What the exercise asks:
The material below contains a line with "92L127 77L140 56L103" and a line with "</instances>". Copy exactly those two lines and all lines between them.

Supplied data:

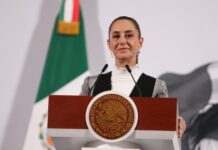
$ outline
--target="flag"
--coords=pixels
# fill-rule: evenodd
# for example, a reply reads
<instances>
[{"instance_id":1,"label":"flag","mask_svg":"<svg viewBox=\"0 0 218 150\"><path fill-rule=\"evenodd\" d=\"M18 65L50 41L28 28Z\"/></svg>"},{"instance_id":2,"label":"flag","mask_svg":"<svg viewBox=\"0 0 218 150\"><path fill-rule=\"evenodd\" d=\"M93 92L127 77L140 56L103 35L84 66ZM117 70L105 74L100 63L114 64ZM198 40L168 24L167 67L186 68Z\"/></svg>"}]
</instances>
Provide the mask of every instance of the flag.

Response:
[{"instance_id":1,"label":"flag","mask_svg":"<svg viewBox=\"0 0 218 150\"><path fill-rule=\"evenodd\" d=\"M18 65L50 41L28 28Z\"/></svg>"},{"instance_id":2,"label":"flag","mask_svg":"<svg viewBox=\"0 0 218 150\"><path fill-rule=\"evenodd\" d=\"M93 92L127 77L140 56L103 35L84 66ZM117 70L105 74L100 63L114 64ZM198 40L168 24L167 67L186 68Z\"/></svg>"}]
</instances>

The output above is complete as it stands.